Our noble friend Wim Holleman has closed his earthly life and began, on the 13th November, the course that shall lead him through pure spiritual regions.

We would like to give a short sketch of a few phases of the course of his life, which is now closed. We have chosen three images which relate to his youth, middle age and to the phase in which he was older and more mature.

When he was two years old his father died. Between his second and twelfth years he lived with his mother, brother and two sisters in Baarn. His mother was a gifted pianist who often accompanied singers; the house was pervaded with a beautiful wealth of sound which the little Wim absorbed with great intensity. His being obtained the nourishment which he eagerly longed for. Even at an early age he obtained piano lessons from his mother and he developed fast and easily. We should always imagine the little Wim as a specially beautiful, finely built child. He was steeped in song and music. Poetically expressed, it was as if he had fallen from out of the music of the spheres.

After struggling through secondary school in the Hague, which did not suit him, and having deepened his love of music under the inspiring musicologist Van de Waal, he went at the age of seventeen to study chemistry in Leiden.

Just before, on the basis of their fruitful conversations, his cousin Riet had handed him a copy of The Philosophy of Freedom [Steiner], which he studied with great intensity. His choice for the study of chemistry can be associated with the fact that the fascinating play of the visible chemical processes is connected with the same world of numbers which manifests itself in music. He was, certainly later, strongly under the influence of this relationship. And this leads to the second image.

After his PhD, he worked for many years as assistant in Leiden, before going to Indonesia in 1936, where he obtained a leading position in the Buitenzorg College of the National University. There he married Ibolya Mancza in 1938, whom he knew from his time in Leiden. In 1951 he was appointed professor. His inaugural address gives a clear image of the state of Wim Holleman's soul and spirit at that time. In it he sketches the development of chemistry since the Middle Ages. The ancient alchemy connected a very limited number of chemical processes to a large wealth of inner experiences. The "making of gold" still meant at that time the purification of the soul life, so that it attained a quality of gold. The purification was felt as a musical experience, connected with the endurance of pain. The further [historical] development of alchemy is followed, step by step, in the speech; it eventually leads to its [materialistic] opposite. Present-day chemistry (1951) connects an overwhelmingly large number of processes with a poverty of inner experience. The concepts remain almost totally limited to mechanistic phenomena in a world of unimaginably small particles. Wim Holleman ended his speech with the wish that we may have a prospect of a future rebirth of the inner wealth that could liberate chemistry from out of her [present-day] prison. He uses a quotation from the independent chemist Liesegang: "I enter into no prison".

=======

**PROMPT 1**
Pick out each line of the rows below that contains the string "blue", and copy those lines unchanged. Treat uppercase and lowercase as different.

**THE INPUT**
=======

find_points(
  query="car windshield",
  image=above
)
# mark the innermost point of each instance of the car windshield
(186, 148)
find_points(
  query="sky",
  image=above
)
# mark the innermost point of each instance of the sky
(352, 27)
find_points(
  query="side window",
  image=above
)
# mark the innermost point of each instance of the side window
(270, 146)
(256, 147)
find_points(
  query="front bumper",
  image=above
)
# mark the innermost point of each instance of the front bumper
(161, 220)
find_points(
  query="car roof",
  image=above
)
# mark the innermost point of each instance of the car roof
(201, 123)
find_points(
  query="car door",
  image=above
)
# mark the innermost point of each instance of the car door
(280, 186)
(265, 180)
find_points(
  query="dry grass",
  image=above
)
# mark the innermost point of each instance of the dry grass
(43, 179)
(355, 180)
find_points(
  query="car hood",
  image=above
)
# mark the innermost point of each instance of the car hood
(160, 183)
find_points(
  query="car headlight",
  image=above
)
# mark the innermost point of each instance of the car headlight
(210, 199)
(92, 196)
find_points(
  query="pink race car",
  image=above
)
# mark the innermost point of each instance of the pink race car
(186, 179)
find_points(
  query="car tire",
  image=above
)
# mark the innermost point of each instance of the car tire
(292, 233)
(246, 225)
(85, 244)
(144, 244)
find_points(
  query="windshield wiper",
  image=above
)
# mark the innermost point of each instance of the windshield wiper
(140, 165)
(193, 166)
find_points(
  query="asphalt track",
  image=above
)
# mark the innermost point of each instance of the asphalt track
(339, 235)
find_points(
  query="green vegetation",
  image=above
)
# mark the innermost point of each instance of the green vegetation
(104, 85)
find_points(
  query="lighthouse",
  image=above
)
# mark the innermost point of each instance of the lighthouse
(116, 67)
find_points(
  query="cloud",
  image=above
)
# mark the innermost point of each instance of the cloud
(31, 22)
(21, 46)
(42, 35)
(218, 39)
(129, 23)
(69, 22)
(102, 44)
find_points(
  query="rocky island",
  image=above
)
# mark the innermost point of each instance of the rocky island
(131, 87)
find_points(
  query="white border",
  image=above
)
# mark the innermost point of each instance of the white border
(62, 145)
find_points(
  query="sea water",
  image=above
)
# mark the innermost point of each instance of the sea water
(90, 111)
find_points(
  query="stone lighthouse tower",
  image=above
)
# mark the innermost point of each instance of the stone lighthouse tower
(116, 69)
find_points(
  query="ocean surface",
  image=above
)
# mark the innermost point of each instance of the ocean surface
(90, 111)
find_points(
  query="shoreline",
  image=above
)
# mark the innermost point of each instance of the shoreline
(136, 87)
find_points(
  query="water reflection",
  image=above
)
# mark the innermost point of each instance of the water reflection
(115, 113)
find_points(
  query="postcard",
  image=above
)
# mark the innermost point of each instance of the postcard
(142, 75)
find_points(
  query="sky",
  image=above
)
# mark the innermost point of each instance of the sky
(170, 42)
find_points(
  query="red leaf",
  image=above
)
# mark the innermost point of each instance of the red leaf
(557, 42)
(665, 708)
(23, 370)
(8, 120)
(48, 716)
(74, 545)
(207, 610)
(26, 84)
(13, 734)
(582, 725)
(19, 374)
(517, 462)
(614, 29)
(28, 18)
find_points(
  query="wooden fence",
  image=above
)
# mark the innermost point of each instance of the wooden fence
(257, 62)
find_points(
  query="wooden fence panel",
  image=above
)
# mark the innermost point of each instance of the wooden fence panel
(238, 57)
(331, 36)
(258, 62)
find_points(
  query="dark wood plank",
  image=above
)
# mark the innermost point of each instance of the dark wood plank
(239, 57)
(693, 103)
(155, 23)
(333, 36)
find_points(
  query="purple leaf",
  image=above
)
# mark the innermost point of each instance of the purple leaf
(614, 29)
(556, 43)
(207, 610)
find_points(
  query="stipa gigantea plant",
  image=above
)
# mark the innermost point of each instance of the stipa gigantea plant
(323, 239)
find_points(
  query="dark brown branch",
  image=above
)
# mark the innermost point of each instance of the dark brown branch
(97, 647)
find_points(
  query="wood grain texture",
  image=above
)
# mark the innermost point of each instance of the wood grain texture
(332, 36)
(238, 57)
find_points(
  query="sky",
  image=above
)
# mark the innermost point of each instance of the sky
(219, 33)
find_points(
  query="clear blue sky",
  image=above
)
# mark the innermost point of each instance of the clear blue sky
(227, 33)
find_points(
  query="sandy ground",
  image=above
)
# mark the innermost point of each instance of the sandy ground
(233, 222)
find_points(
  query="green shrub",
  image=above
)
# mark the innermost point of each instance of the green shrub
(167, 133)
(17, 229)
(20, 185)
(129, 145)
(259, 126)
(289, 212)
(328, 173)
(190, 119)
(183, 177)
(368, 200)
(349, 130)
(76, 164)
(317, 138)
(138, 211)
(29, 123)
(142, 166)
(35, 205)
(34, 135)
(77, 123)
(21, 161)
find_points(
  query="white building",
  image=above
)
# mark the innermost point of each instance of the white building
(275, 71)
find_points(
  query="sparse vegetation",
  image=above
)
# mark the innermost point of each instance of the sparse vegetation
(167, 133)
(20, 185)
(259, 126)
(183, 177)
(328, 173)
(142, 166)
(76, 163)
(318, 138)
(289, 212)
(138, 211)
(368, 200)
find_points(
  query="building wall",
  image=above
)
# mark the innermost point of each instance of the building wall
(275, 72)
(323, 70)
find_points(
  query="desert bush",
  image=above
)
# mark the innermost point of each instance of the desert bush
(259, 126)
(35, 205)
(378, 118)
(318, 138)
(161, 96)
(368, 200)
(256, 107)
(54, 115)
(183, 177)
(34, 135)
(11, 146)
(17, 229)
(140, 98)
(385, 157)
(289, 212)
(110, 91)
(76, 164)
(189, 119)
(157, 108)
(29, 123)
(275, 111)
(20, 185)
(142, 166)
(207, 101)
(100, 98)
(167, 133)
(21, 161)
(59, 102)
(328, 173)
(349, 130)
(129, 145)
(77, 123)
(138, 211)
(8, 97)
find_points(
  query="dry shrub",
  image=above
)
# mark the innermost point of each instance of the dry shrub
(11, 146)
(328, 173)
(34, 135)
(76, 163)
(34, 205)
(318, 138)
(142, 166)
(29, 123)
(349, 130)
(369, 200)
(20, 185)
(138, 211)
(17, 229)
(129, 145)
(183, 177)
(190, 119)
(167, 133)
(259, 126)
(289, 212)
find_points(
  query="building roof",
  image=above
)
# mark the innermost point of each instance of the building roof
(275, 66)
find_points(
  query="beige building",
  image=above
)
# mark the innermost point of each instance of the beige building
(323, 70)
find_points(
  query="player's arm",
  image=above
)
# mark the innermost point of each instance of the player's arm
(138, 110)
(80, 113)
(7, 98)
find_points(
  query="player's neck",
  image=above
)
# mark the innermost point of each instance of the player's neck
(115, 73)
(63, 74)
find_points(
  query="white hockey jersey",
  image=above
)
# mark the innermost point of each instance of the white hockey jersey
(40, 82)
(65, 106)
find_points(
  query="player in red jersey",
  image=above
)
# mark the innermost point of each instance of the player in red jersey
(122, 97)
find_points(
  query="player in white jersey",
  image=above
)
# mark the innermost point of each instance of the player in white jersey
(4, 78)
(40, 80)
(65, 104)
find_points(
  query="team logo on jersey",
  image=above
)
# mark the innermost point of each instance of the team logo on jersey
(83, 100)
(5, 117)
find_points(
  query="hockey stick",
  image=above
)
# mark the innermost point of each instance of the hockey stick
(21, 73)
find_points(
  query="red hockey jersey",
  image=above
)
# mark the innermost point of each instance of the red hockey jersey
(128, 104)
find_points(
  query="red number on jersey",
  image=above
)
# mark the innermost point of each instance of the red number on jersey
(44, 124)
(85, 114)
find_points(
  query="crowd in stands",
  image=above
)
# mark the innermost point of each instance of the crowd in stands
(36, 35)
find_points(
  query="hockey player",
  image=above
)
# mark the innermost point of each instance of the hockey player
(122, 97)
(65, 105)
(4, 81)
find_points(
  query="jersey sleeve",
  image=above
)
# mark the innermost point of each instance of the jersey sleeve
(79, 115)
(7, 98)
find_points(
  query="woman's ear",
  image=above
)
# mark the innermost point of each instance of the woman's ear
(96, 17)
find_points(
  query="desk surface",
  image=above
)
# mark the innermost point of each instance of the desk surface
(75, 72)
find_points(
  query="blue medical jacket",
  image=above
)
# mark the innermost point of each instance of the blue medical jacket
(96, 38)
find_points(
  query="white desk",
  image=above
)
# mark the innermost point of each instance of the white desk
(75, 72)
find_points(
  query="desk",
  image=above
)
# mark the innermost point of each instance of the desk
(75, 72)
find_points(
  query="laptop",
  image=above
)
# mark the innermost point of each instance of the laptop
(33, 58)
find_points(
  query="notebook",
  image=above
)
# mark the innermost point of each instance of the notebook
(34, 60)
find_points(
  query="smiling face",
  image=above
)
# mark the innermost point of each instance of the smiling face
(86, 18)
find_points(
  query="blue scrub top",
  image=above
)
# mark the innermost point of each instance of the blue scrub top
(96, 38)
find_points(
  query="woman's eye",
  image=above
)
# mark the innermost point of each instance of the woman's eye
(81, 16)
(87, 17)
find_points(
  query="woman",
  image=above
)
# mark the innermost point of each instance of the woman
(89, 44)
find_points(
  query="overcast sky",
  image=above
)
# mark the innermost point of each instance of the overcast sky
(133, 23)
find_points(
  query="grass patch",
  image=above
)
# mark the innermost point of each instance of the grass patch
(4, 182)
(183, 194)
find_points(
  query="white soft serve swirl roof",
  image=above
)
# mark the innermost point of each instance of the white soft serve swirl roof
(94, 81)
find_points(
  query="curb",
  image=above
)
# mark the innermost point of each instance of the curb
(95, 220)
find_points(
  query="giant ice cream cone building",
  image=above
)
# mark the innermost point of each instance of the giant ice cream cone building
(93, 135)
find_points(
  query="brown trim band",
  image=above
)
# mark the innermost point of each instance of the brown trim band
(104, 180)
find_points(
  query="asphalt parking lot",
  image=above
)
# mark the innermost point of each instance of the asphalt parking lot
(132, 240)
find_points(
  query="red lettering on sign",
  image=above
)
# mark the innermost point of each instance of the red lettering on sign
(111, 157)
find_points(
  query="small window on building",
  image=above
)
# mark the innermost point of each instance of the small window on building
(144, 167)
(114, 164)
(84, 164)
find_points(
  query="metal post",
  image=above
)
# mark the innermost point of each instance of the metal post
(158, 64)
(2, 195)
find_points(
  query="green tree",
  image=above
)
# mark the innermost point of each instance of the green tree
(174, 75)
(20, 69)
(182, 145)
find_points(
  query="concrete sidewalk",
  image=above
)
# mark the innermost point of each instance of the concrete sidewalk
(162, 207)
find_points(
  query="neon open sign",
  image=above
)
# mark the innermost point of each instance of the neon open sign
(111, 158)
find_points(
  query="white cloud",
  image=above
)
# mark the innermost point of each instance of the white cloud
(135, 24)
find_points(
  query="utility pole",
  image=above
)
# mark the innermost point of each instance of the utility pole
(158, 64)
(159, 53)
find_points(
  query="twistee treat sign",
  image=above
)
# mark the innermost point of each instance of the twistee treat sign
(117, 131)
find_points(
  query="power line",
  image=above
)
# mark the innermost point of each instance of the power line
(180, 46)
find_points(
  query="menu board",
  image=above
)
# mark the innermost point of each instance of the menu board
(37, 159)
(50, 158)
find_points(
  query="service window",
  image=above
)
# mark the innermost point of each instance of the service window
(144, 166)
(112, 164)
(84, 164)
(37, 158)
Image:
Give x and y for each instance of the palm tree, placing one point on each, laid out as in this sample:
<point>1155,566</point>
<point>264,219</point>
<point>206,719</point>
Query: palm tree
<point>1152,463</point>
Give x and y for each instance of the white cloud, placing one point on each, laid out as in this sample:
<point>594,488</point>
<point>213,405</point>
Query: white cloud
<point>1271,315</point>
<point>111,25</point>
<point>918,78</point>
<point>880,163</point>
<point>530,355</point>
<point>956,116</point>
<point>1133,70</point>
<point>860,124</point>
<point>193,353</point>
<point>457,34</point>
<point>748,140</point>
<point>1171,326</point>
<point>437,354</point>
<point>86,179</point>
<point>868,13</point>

=======

**PROMPT 2**
From the tribute to Wim Holleman above, reproduce the passage word for word from "Just before, on" up to and including "the second image.".

**REPLY 1**
  query="clear blue sky",
# mark the innermost point of each instance of the clear blue sky
  query="blue medical jacket",
# mark the innermost point of each instance of the blue medical jacket
  query="blue scrub top",
# mark the innermost point of each instance of the blue scrub top

**REPLY 2**
Just before, on the basis of their fruitful conversations, his cousin Riet had handed him a copy of The Philosophy of Freedom [Steiner], which he studied with great intensity. His choice for the study of chemistry can be associated with the fact that the fascinating play of the visible chemical processes is connected with the same world of numbers which manifests itself in music. He was, certainly later, strongly under the influence of this relationship. And this leads to the second image.